→ **Text excerpt**
━━━━━━━━━━━━━━━━

TV History: The Dawn of Rural and Small Market TV (1947–55)

It's 1948. After the war, it seemed like everyone was impatient for television to reach them, but incredible as it seems now, radio station owners had a hard time deciding whether or not going into television was worth the financial risk. There were two competing, less expensive prewar experiments ready to be big time postwar realities: FM and facsimile. FM got shafted almost immediately, when the FM frequency bands were abruptly shifted upwards, making every existing prewar FM radio in the country useless. It would take until the mid-to-late Sixties before the superior quality of FM gave it most of the music audience, by then a rock audience. AM went from being "radio", period, to something you listened to in your car.

Facsimile was a more revolutionary technology, like television. And it was no mere theory: some of the country's largest newspapers prepared nightly fax editions, so every farmhouse could have a morning newspaper sitting and waiting for them at the breakfast table, with no intervening printing presses, unions, or delivery vehicles. Overnight radio audiences weren't big anyway, so using the time to transmit newsprint was a shrewd way to make some money off a new medium at low additional cost. The faxes included clippable coupons for deals with advertisers. In those days, though, dense networks of steam locomotives, interurban freight, and delivery boys on bicycles did an adequate job of carrying newspapers to all but the most remote corners of the country. It's fascinating to note, though, that mass faxing by radio almost made it.

Facsimile technology - 1948 wartime

 

After the War, a decision by the Federal Communications Commission “froze” TV licenses and building permits while the FCC was able to establish by practical test just how many miles had to separate stations broadcasting on the same channel. This meant incumbent stations that opened in the interim with pre-'49 permits enjoyed virtual, and sometimes actual monopolies in their local TV markets. As any capitalist worth his or her salt knows, a monopoly means you charge more—a lot more. In cities like Detroit, Houston and Fort Worth, having the first station to achieve dominance generally meant keeping it well into the later Fifties, when real competition was entering the scene almost everywhere.

Suppose you're not Houston. You're not Pittsburgh. You're not even Salt Lake City or El Paso in terms of population, and therefore, advertising revenue. Let's look at the market realities of being present at the creation of a new medium, 65–70 years ago, of American TV as the country gradually extended TV inland from the coasts.

━━━━━━━━━━━━━━━━

→ **Extracted entries**
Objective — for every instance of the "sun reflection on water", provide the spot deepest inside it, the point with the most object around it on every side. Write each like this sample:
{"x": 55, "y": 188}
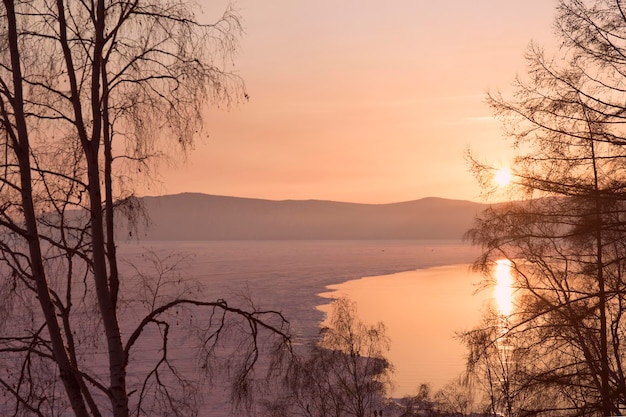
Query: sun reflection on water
{"x": 503, "y": 291}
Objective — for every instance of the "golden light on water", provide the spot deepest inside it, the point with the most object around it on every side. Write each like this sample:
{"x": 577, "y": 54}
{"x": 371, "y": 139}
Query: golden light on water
{"x": 503, "y": 292}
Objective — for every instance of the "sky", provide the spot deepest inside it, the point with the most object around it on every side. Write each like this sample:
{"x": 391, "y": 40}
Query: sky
{"x": 362, "y": 101}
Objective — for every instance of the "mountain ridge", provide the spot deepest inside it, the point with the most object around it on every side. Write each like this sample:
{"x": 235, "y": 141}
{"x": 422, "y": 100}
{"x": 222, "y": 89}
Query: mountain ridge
{"x": 197, "y": 216}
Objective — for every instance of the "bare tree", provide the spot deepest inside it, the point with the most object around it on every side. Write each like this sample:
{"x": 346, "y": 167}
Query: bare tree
{"x": 565, "y": 241}
{"x": 89, "y": 93}
{"x": 344, "y": 374}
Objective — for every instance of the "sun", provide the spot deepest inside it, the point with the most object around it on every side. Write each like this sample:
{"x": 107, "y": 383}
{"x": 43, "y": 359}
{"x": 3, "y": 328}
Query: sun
{"x": 502, "y": 177}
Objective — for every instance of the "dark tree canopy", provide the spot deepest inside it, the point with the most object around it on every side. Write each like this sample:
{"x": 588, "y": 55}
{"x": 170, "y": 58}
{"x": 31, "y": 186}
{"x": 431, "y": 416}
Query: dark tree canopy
{"x": 90, "y": 94}
{"x": 565, "y": 236}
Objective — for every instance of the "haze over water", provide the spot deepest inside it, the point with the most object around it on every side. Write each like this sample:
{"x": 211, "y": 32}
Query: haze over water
{"x": 421, "y": 310}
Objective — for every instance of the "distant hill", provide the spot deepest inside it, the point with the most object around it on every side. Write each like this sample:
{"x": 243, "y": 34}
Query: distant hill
{"x": 193, "y": 216}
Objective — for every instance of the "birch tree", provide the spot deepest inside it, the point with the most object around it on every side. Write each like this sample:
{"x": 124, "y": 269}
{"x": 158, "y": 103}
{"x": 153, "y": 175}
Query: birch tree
{"x": 90, "y": 93}
{"x": 566, "y": 239}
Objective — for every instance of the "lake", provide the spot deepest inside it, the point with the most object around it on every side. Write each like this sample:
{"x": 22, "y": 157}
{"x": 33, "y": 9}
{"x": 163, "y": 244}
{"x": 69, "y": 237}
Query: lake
{"x": 421, "y": 310}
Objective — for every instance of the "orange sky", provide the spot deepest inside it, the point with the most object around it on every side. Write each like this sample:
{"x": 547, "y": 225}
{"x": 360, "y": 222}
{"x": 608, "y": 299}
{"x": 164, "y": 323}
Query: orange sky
{"x": 363, "y": 101}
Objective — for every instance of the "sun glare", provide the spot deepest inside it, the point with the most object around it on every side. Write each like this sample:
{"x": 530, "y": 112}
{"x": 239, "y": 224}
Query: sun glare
{"x": 502, "y": 177}
{"x": 503, "y": 292}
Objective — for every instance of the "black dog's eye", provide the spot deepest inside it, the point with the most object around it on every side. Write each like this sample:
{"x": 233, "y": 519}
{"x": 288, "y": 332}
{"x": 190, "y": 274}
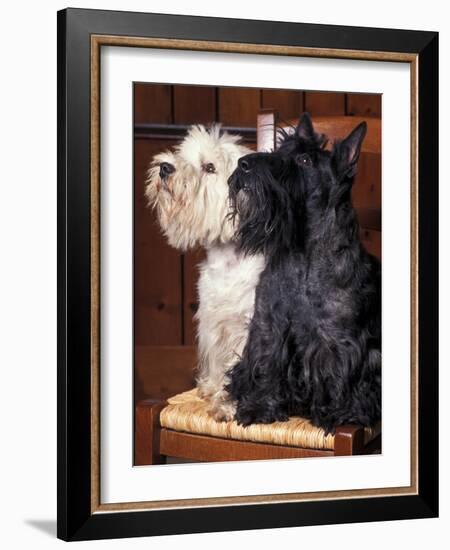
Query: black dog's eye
{"x": 209, "y": 168}
{"x": 304, "y": 160}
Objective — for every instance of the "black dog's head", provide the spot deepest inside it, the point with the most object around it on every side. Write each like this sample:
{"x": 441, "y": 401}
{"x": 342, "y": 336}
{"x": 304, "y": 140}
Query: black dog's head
{"x": 274, "y": 196}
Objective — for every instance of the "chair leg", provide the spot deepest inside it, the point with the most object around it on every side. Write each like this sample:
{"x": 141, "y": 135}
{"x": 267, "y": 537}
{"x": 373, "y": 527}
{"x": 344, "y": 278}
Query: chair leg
{"x": 147, "y": 433}
{"x": 348, "y": 440}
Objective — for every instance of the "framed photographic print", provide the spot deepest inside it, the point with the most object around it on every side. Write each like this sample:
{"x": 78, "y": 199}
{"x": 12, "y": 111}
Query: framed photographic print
{"x": 247, "y": 257}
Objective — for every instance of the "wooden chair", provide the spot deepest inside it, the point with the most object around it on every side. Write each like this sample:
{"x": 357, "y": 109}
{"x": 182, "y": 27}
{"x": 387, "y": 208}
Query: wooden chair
{"x": 180, "y": 427}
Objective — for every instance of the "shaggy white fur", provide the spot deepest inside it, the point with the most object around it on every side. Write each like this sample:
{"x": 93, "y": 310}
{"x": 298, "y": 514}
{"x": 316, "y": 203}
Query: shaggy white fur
{"x": 192, "y": 207}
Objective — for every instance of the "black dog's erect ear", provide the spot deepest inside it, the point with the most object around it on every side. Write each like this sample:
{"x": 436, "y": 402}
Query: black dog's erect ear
{"x": 305, "y": 129}
{"x": 346, "y": 153}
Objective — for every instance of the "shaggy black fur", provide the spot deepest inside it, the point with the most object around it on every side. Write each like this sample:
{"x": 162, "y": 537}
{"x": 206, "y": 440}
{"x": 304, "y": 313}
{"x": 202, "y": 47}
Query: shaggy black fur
{"x": 314, "y": 345}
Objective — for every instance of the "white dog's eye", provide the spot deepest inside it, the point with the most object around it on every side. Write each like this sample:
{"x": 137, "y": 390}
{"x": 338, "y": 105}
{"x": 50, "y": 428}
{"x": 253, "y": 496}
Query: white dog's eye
{"x": 209, "y": 168}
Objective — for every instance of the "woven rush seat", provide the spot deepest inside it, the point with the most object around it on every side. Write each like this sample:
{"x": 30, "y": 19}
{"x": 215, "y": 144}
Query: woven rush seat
{"x": 187, "y": 412}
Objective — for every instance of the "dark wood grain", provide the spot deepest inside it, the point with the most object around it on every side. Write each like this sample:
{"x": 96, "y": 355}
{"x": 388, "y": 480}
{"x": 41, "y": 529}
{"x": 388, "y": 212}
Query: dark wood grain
{"x": 163, "y": 371}
{"x": 194, "y": 104}
{"x": 147, "y": 433}
{"x": 152, "y": 103}
{"x": 325, "y": 103}
{"x": 348, "y": 440}
{"x": 364, "y": 105}
{"x": 238, "y": 106}
{"x": 213, "y": 449}
{"x": 287, "y": 103}
{"x": 366, "y": 191}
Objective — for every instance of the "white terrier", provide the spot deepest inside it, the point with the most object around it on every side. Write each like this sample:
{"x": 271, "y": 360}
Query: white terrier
{"x": 189, "y": 189}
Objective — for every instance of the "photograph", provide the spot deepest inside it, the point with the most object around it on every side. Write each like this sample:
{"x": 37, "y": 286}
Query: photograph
{"x": 246, "y": 269}
{"x": 257, "y": 273}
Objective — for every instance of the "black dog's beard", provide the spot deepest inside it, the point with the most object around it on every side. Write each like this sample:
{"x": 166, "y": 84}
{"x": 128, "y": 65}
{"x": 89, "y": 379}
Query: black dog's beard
{"x": 264, "y": 211}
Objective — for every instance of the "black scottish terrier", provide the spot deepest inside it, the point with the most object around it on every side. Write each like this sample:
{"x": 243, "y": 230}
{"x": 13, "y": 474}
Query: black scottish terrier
{"x": 314, "y": 345}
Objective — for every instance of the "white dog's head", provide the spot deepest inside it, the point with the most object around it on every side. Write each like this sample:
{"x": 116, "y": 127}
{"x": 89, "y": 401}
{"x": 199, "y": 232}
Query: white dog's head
{"x": 189, "y": 187}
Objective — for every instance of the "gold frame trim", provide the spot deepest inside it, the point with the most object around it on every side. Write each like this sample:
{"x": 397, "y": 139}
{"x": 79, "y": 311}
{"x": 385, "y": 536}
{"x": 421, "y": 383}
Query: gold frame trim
{"x": 262, "y": 49}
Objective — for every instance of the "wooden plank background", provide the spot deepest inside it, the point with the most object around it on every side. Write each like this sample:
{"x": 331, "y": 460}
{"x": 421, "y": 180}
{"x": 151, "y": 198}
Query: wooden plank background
{"x": 165, "y": 280}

━━━━━━━━━━━━━━━━

→ **Problems and tasks**
**1.** Answer these about the TV history text:
(a) What happened to the FM frequency bands?
(b) What did the faxes include for advertisers?
(c) What did the Federal Communications Commission freeze after the War?
**2.** From the TV history text, return the passage from "Facsimile was a" to "almost made it.", copied word for word.

→ **Solution list**
**1.**
(a) They were abruptly shifted upwards, which made every existing prewar FM radio in the country useless.
(b) Clippable coupons for deals with advertisers.
(c) TV licenses and building permits.

**2.**
Facsimile was a more revolutionary technology, like television. And it was no mere theory: some of the country's largest newspapers prepared nightly fax editions, so every farmhouse could have a morning newspaper sitting and waiting for them at the breakfast table, with no intervening printing presses, unions, or delivery vehicles. Overnight radio audiences weren't big anyway, so using the time to transmit newsprint was a shrewd way to make some money off a new medium at low additional cost. The faxes included clippable coupons for deals with advertisers. In those days, though, dense networks of steam locomotives, interurban freight, and delivery boys on bicycles did an adequate job of carrying newspapers to all but the most remote corners of the country. It's fascinating to note, though, that mass faxing by radio almost made it.